Go through the data and copy each line that holds "sample".

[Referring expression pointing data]

__________

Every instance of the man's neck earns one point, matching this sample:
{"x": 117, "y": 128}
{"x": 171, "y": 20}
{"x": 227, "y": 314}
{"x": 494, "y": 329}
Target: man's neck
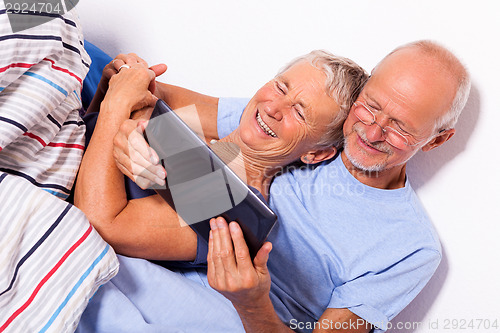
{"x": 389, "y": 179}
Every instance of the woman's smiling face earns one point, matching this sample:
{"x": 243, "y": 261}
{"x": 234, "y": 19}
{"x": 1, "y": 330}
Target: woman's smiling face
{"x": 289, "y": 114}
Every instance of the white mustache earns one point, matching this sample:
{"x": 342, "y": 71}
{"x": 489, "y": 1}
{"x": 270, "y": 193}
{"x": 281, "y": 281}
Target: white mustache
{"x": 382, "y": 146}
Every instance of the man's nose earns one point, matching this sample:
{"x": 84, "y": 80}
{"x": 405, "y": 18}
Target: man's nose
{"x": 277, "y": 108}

__________

- [Reply to the task]
Every instance of the man's neck earns one point, matching this sample:
Every instance of the woman's smiling face earns one point, matching this sample:
Every instance of the white mustache earns one point, matching this sample:
Every instance of the man's nose earns one point, matching this sample:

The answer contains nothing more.